▸ Set task: Please reproduce the material below, substituting "polygon_segmentation" for every occurrence of "instance_segmentation" and leaving everything else unchanged. Omit the pictures from your answer.

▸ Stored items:
══════

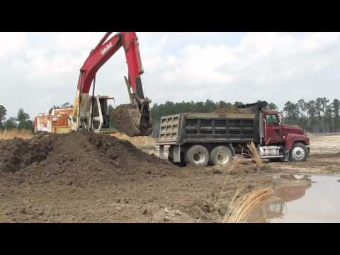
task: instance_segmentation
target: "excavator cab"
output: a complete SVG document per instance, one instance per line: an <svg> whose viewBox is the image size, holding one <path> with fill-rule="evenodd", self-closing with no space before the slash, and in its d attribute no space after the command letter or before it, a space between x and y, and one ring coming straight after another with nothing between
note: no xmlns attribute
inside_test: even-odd
<svg viewBox="0 0 340 255"><path fill-rule="evenodd" d="M72 130L86 130L100 132L110 129L113 118L118 123L118 131L130 137L147 136L152 132L152 121L149 104L144 97L141 75L144 69L140 60L138 38L135 32L120 32L109 38L108 32L80 69L74 111L70 116ZM96 74L116 52L124 49L128 78L125 82L129 93L129 104L117 107L112 115L108 114L108 102L112 97L94 96ZM89 91L93 82L92 96Z"/></svg>

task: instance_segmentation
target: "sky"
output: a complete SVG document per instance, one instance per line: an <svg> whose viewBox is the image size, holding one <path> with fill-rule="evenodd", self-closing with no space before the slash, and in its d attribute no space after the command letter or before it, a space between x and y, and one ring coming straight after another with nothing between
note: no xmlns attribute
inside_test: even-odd
<svg viewBox="0 0 340 255"><path fill-rule="evenodd" d="M74 103L79 69L105 33L0 33L0 105L31 119ZM340 98L339 33L137 32L152 103ZM128 103L123 49L98 71L96 94Z"/></svg>

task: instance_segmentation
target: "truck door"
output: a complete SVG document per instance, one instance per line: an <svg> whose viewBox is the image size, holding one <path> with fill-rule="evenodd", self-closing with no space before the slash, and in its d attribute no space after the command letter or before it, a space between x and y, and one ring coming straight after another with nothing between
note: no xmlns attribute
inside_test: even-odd
<svg viewBox="0 0 340 255"><path fill-rule="evenodd" d="M283 142L282 128L278 121L278 116L276 113L266 113L265 121L265 136L266 144L273 144Z"/></svg>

══════

▸ Result of the exercise:
task: polygon_segmentation
target: "excavator cab"
output: a complete SVG document per instance, one instance per line: an <svg> whose viewBox is the image size, holding one <path> with fill-rule="evenodd", self-closing with no space before the slash, and in its d attribute no space after the command letter or before it, a space between x and y, and one ring coming straight after another with nothing between
note: no xmlns attribute
inside_test: even-odd
<svg viewBox="0 0 340 255"><path fill-rule="evenodd" d="M72 130L86 130L100 132L110 129L113 118L118 123L118 131L130 137L147 136L152 132L152 121L149 104L144 97L141 75L144 69L140 60L138 38L135 32L120 32L109 38L108 32L80 69L74 111L70 116ZM96 74L116 52L124 49L128 78L125 82L129 93L129 104L117 107L112 115L108 114L108 102L112 97L94 96ZM89 91L93 82L92 96Z"/></svg>

task: polygon_segmentation
target: "sky"
output: a complete SVG document per instance, one instance per line: an <svg> whose viewBox is the image size, holding one <path> with fill-rule="evenodd", self-closing with no space before the slash, and in its d attribute no space after the command letter or before it, a space between x and y, and one ring coming straight after another with nothing between
note: no xmlns attribute
inside_test: even-odd
<svg viewBox="0 0 340 255"><path fill-rule="evenodd" d="M74 103L79 69L105 33L0 33L0 105L31 119ZM340 98L339 33L137 32L152 103ZM128 103L123 49L98 71L96 94Z"/></svg>

task: polygon_segmentation
target: "truck door"
output: a complete SVG document per instance, one instance per line: an <svg> whose viewBox is the image size, holding one <path> with fill-rule="evenodd", self-closing with no space before the slash, and in its d attribute no space after the command letter or before it, a space between x and y, and one ring coming straight after another with nothing between
note: no xmlns attribute
inside_test: even-odd
<svg viewBox="0 0 340 255"><path fill-rule="evenodd" d="M283 142L282 128L278 121L278 116L276 113L266 113L265 121L265 136L266 144L273 144Z"/></svg>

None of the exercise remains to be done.